● Article
◆ ◆ ◆
It is possible to tackle your love handles – but it takes a little strategy, not to mention patience. While you may not be able to target them directly, toning up other muscles like your abs will help tighten your midsection and bring out definition. Eating sensibly will also keep your energy up and your waist size down.
Cardiovascular activities like belly dancing, kick boxing, martial arts, race walking, mountain biking and rowing not only do a great job of incinerating calories, they also recruit your obliques and rectus abdominals, the muscles that reside underneath that spare tire.
Try this workout specifically designed to tone up your love handles. Done two to three times a week on a consistent basis, it will help sculpt and chisel your middle to tone up the entire area.
There are three categories of exercises in this program: Standing, Seated and Lying. Start by doing one to three sets of each of the beginner exercises (and that's 8 to 15 reps per set, unless otherwise noted) 2 or 3 times a week. Once you can do 3 sets easily and with good form, move on to the intermediate move in that category. And when you can do three sets of an intermediate exercise easily and with good form, move on to the advanced exercise in that category. It's okay to do an exercise at one level in one category and a different level in another.
◆ ◆ ◆
● Supplied data
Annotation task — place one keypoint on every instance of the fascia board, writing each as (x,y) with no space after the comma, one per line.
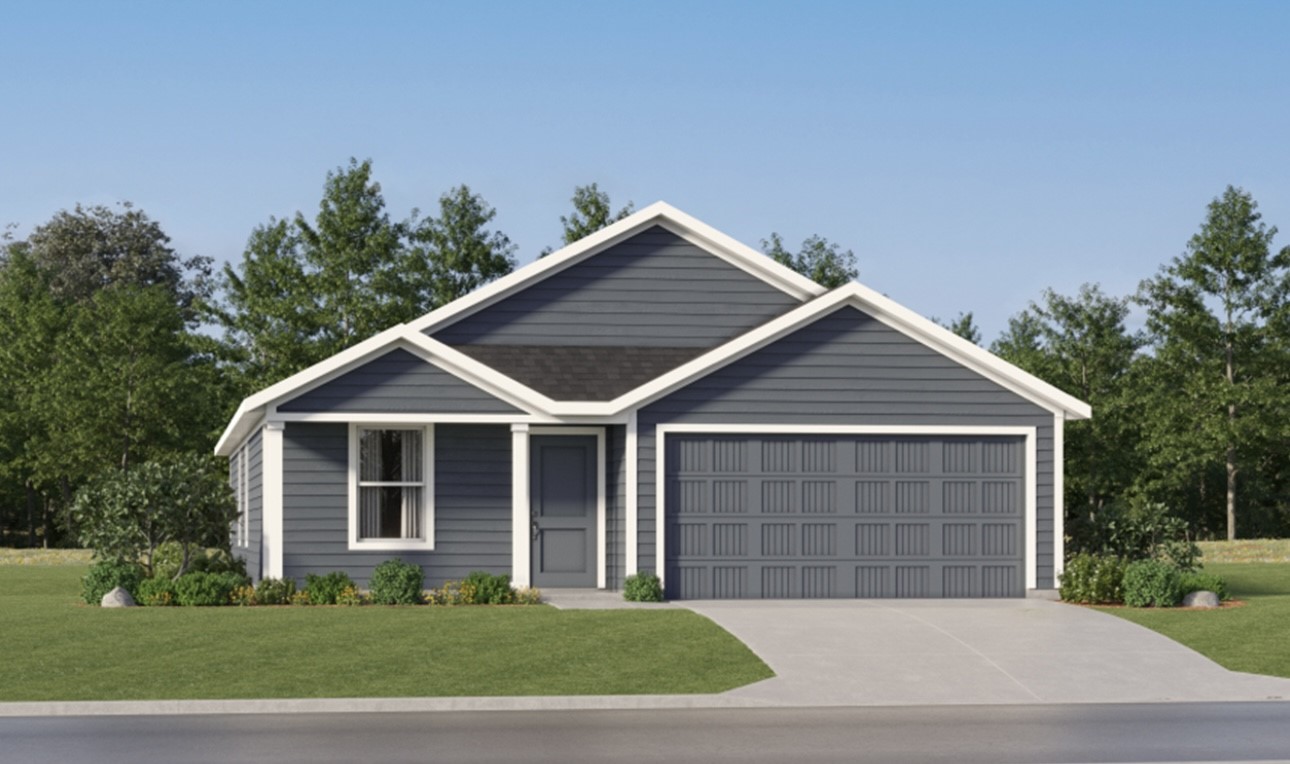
(655,214)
◆ ◆ ◆
● Complete the following
A - In the love handles article, how often should the workout be done?
B - Turn the paragraph of the love handles article that opens "There are three categories of exercises" into a short list that keeps its main facts.
C - Please extend the love handles article past its final sentence.

● Responses in order
A - Two to three times a week, on a consistent basis.

B -
- The program has three categories of exercises: Standing, Seated and Lying.
- Start with one to three sets of each beginner exercise, 8 to 15 reps per set unless otherwise noted, 2 or 3 times a week.
- When you can do 3 sets easily and with good form, move to the intermediate exercise in that category.
- When you can do three sets of the intermediate exercise easily and with good form, move to the advanced exercise in that category.
- You can work at different levels in different categories.

C -
These exercises will firm and tighten your waistline without adding bulk. They'll also help you stand up straighter and reduce back pain . You'll get best results if you combine this routine with full-body strength training, calorie-burning cardio activity and a sensible diet. You should begin to see a difference in the way your middle works after about 6 weeks of regular training. And you'll feel stronger even sooner than that!
Beginner: Tai Chi Sweep
(A) Stand tall with your feet wide, your abs pulled tightly inward, and bend your knees a few inches. Bend your elbows up and in front of you so that they are at waist height and both of your palms are facing toward the right. Pull your abs tightly inward.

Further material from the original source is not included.